• [WHAT NEEDS TO BE DONE]: Pick out every line below that contains the string "retaining", treating uppercase and lowercase as different.

----- DATA TO USE -----

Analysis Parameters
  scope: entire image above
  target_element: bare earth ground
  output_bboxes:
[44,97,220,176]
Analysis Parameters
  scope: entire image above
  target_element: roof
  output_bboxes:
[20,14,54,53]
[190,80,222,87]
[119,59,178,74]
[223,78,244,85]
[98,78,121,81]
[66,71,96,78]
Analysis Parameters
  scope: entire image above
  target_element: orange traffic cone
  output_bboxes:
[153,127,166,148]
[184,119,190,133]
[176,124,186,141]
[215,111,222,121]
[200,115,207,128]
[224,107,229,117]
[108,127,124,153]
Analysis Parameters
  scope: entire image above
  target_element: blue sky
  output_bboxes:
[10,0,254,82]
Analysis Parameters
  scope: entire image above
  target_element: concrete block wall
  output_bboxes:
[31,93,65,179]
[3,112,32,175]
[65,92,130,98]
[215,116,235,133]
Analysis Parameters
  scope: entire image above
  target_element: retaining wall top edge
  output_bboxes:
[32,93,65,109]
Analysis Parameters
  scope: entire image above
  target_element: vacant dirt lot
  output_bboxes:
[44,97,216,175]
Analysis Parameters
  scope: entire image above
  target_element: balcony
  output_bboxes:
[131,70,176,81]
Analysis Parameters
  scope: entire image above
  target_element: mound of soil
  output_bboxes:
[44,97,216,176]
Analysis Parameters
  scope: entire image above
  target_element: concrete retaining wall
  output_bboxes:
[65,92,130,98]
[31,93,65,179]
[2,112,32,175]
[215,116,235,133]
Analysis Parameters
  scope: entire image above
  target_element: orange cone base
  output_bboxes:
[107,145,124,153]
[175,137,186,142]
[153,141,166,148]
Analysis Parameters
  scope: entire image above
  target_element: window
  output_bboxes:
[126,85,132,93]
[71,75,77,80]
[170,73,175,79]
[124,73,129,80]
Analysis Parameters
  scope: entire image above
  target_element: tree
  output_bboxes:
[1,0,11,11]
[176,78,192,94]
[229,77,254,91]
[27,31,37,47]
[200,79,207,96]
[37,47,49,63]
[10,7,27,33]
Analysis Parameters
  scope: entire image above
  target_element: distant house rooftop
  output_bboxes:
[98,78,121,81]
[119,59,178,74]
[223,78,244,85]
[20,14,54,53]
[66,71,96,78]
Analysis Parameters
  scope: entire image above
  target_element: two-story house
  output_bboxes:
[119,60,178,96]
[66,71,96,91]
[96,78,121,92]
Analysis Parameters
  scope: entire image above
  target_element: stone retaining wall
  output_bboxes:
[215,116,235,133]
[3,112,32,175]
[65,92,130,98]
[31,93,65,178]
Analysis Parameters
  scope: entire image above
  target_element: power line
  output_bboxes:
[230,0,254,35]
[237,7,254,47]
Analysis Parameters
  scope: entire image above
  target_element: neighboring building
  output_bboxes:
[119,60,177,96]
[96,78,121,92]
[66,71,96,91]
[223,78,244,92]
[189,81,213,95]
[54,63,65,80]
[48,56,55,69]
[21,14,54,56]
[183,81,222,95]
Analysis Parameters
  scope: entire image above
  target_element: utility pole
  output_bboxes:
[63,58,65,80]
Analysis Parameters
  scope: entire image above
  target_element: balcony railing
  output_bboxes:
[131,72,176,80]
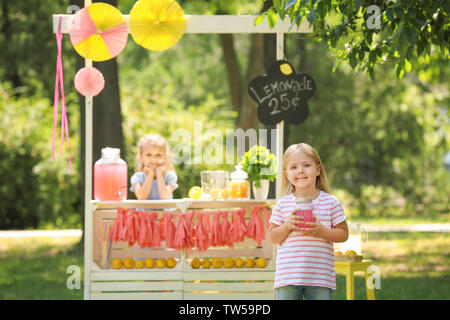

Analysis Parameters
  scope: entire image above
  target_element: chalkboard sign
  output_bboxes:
[248,60,316,125]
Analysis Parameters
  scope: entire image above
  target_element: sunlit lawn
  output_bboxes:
[0,233,450,300]
[0,237,83,300]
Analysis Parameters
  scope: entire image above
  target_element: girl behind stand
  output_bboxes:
[130,134,178,200]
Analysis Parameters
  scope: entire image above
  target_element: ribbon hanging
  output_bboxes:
[52,17,72,173]
[194,212,209,251]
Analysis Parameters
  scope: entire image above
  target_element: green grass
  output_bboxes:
[334,232,450,300]
[0,232,450,300]
[0,237,83,300]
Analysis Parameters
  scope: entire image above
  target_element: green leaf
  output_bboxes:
[405,59,412,72]
[349,50,358,69]
[284,0,298,10]
[395,60,405,79]
[306,9,316,24]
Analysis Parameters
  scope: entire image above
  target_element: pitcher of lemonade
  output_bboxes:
[230,164,250,200]
[94,148,128,201]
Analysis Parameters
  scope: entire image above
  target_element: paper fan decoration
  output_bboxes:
[129,0,186,51]
[69,2,128,61]
[74,67,105,97]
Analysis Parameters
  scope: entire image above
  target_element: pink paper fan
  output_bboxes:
[74,67,105,97]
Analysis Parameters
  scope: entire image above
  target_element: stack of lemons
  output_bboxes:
[191,257,267,269]
[111,258,177,269]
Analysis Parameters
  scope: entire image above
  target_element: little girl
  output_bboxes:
[130,134,178,200]
[269,143,348,300]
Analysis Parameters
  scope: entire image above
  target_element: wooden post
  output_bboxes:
[84,0,93,300]
[275,33,284,199]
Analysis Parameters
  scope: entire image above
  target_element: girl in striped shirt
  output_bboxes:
[268,143,348,300]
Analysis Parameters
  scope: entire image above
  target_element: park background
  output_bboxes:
[0,0,450,299]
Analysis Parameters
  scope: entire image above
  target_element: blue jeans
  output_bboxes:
[276,285,331,300]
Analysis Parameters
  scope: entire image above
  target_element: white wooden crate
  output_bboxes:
[89,204,275,300]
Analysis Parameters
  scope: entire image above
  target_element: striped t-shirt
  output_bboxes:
[269,191,345,291]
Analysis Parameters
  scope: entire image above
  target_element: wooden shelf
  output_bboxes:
[91,198,275,210]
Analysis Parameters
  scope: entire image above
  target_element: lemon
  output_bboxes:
[223,257,234,268]
[256,257,267,268]
[166,258,177,268]
[156,258,166,269]
[202,259,211,269]
[111,259,123,269]
[209,189,220,200]
[189,186,203,200]
[211,258,223,268]
[123,258,134,269]
[220,189,230,200]
[135,260,145,269]
[234,258,245,268]
[145,258,155,269]
[245,258,255,268]
[191,258,201,269]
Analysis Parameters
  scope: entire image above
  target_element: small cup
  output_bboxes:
[294,209,314,228]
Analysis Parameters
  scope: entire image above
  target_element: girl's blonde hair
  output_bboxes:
[281,143,330,197]
[136,134,174,171]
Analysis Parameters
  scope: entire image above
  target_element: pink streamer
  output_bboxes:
[52,18,72,173]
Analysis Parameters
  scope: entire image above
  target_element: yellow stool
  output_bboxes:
[334,260,375,300]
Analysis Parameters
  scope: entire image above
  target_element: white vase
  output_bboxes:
[252,179,270,200]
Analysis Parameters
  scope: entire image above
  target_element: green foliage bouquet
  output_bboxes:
[241,145,277,188]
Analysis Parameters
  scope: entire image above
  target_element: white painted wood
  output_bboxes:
[91,292,183,300]
[92,198,274,210]
[183,281,273,292]
[53,14,313,34]
[90,269,183,281]
[184,292,275,300]
[91,281,183,292]
[275,33,284,199]
[183,269,275,281]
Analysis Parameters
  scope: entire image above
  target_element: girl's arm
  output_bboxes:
[134,168,155,200]
[301,217,348,242]
[156,167,175,200]
[268,214,303,244]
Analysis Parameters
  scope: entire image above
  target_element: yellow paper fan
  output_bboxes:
[70,2,128,61]
[128,0,186,51]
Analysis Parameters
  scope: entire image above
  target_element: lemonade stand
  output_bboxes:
[53,0,312,299]
[53,0,376,300]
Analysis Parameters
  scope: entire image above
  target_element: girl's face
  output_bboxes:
[284,151,320,190]
[139,145,166,168]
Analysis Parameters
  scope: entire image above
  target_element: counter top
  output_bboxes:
[91,198,275,211]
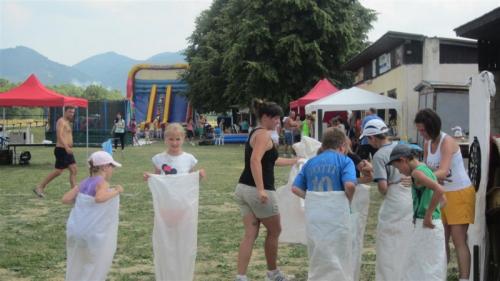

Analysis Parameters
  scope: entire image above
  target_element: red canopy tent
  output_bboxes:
[0,74,88,108]
[0,74,88,151]
[290,78,339,115]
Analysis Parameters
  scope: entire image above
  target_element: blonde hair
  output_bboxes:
[89,160,104,177]
[163,123,186,139]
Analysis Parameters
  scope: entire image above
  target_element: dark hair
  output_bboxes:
[252,99,283,119]
[318,128,346,154]
[414,108,441,139]
[367,133,389,140]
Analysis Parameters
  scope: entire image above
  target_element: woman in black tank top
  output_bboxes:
[235,100,297,281]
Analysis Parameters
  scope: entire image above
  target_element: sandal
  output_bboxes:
[33,187,45,198]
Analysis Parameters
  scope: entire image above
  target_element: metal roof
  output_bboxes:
[342,31,477,71]
[454,7,500,41]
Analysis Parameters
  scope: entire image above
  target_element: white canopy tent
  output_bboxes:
[305,87,402,139]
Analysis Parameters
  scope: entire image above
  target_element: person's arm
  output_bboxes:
[373,154,388,195]
[292,185,306,199]
[424,141,429,163]
[274,157,300,166]
[189,167,207,180]
[250,130,270,203]
[292,163,308,199]
[377,179,387,195]
[411,170,444,228]
[95,180,123,203]
[357,160,373,183]
[56,117,73,154]
[61,185,80,205]
[341,158,356,203]
[344,182,356,203]
[434,136,459,181]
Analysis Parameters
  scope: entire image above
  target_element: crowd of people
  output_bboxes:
[33,100,475,281]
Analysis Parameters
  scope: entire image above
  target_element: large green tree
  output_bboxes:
[185,0,376,111]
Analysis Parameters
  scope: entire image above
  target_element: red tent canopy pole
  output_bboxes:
[0,74,89,156]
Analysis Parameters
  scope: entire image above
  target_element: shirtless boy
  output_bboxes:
[33,106,76,198]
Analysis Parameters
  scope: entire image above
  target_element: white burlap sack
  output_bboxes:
[148,172,200,281]
[276,137,321,245]
[351,184,370,281]
[305,191,352,281]
[375,184,413,281]
[403,219,447,281]
[66,193,120,281]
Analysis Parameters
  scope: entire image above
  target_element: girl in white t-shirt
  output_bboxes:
[144,123,205,181]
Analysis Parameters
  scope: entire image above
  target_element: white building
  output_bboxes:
[343,31,478,141]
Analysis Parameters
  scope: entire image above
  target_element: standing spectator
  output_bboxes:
[283,111,299,156]
[357,107,382,159]
[415,109,476,281]
[33,106,77,198]
[112,112,125,150]
[301,114,312,137]
[186,117,194,145]
[332,115,346,134]
[128,117,139,146]
[240,119,249,134]
[235,100,297,281]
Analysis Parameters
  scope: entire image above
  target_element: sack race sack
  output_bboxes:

-----

• [COMPLETED EXERCISE]:
  target_element: retaining wall top edge
  target_element: concrete retaining wall
  target_element: stone retaining wall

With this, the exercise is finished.